WORK ORDER. The entries below are to be copied exactly, with nothing left out.

-------- SUPPLIED RECORDS --------

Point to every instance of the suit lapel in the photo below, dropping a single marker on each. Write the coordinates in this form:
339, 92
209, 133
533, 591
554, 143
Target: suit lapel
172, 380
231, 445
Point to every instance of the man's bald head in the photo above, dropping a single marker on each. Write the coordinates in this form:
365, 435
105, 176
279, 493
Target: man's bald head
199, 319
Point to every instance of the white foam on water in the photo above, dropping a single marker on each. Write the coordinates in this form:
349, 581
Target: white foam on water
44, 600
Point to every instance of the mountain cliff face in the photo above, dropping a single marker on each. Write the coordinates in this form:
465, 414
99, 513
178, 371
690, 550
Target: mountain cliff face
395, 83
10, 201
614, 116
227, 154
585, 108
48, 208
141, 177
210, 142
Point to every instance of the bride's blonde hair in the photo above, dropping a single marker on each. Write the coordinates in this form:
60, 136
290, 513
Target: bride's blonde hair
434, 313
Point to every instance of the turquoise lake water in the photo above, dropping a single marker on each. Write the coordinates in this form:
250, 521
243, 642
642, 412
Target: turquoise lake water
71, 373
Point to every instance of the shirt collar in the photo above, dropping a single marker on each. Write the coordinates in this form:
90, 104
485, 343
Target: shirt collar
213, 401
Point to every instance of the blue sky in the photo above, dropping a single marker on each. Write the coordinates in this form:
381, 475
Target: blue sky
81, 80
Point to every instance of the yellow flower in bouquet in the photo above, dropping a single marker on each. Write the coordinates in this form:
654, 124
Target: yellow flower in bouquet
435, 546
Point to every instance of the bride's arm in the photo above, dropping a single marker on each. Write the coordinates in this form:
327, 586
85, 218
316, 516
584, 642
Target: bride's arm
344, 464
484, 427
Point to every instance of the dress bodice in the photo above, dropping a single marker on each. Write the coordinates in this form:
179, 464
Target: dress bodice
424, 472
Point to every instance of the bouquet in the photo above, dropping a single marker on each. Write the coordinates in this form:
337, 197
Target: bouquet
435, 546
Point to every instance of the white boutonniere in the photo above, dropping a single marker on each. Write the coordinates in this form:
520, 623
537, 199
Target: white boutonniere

--------

SOLUTION FOR THIS PROBLEM.
Point to every instance of the suit lapel in the photo below, dropping a single marker on each. Write the coordinates in this form:
339, 92
209, 133
533, 591
554, 143
Target: suit lapel
172, 380
231, 445
Point to every instance of the man's bald head in the photo above, dropping a single marker on each. Write the coordinates in this form:
365, 435
105, 176
279, 493
Target: man's bald head
199, 319
Point to every instance of the white foam on water in the photo above, dropping a single marker on each. Write the coordinates in this form:
349, 581
Target: white foam on water
44, 600
Point to every instance of the mountain cliff face in the photo above, dropping a single marker on each. Write the coordinates in this form:
465, 414
99, 513
178, 371
690, 550
Target: mountain cliff face
395, 83
10, 201
614, 116
227, 154
585, 108
48, 208
141, 177
210, 142
Point to every instance of the bride's blonde hair in the photo above, dropping a single marker on each. Write the coordinates in this form:
60, 136
290, 513
Target: bride's blonde hair
434, 313
Point to every instance of the turquoise lake water in the photo above, dropping a single marker on each. Write the coordinates in this form:
250, 521
243, 642
642, 412
Target: turquoise lake water
71, 373
Point to every instance of the shirt collar in the photo above, dropping a single marker on each. Write the coordinates in this form:
90, 104
485, 343
Target: shirt collar
213, 401
Point to every instance of the blue sky in the photo above, dropping a single marker on each. Write the coordinates in this form:
381, 475
Target: blue sky
81, 80
Point to every instance of the yellow flower in bouquet in the photo above, dropping a single marker on each. Write the coordinates in this form:
654, 124
Target: yellow flower in bouquet
435, 546
Point to every instance of the bride's arm in the photo above, dropping a single marker on each. Write the coordinates in this form:
327, 586
85, 218
316, 516
584, 642
Target: bride's arm
344, 464
484, 427
Point to every instance of the dress bodice in the photo above, dropping a single marker on each. Write the coordinates in this form:
179, 464
Target: dress bodice
424, 472
Point to every instance of the bouquet in the photo above, dropping a single marker on each. Write the coordinates in this form:
337, 197
Target: bouquet
435, 546
Point to every instance of the white boutonniere in the photo above, dropping a single marker on each. Write the coordinates in this form:
520, 623
537, 199
Target: white boutonniere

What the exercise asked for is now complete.